> _Requirements_: Set the listing down again exactly, please, apart from its pictures.

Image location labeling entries
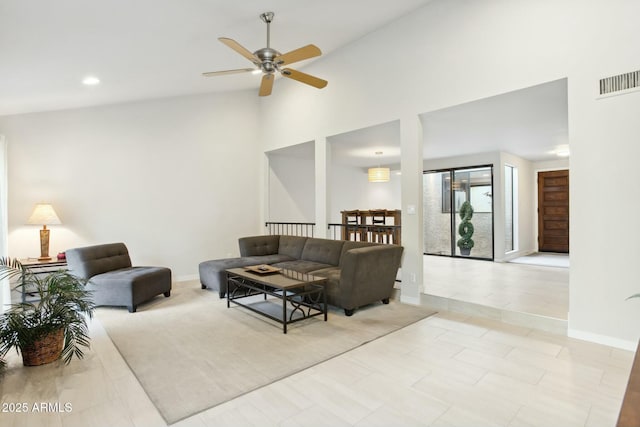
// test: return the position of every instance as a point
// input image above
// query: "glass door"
(437, 213)
(458, 212)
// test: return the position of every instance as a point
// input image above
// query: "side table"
(40, 268)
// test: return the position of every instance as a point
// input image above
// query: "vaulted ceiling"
(146, 49)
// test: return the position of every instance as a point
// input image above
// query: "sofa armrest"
(259, 245)
(368, 274)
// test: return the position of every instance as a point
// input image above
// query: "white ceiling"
(142, 49)
(531, 123)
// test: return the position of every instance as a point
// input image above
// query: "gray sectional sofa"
(358, 273)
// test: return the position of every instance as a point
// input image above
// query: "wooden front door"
(553, 211)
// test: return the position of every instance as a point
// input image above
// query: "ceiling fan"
(270, 61)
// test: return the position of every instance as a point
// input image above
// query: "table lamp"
(44, 214)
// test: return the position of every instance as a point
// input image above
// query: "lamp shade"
(43, 214)
(379, 174)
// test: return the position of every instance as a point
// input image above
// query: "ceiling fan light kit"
(269, 61)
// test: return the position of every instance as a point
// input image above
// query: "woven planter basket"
(45, 350)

> _Output of the exercise_:
// test: return the position of every instance as a point
// input image above
// query: "glass door"
(437, 213)
(458, 212)
// test: return the position of every instance as a point
// input image above
// query: "side table"
(40, 268)
// test: return the position of every instance as a point
// input image above
// query: "vaulted ceiling"
(146, 49)
// test: return the position of every instance as a point
// input image above
// query: "sofa armrest"
(259, 245)
(368, 274)
// test: return the position of every instance as a point
// input image above
// query: "white ceiling"
(142, 49)
(531, 123)
// test: return the position of every instance as a point
// input image above
// query: "gray sectional sofa"
(358, 273)
// test: return the position of every instance as a point
// input image above
// query: "wooden front door"
(553, 211)
// test: return the position of every instance as a point
// input image above
// query: "ceiling fan"
(270, 61)
// test: return the position of every instance as a point
// input image above
// query: "table lamp"
(44, 214)
// test: return the position of every instance as a point
// input image above
// query: "lamp shade"
(43, 214)
(379, 174)
// test: return the position of every instance as a point
// input image above
// query: "ceiling fan light kit"
(269, 61)
// test: return the position of every instance as a point
// input image above
// query: "woven planter basket"
(45, 350)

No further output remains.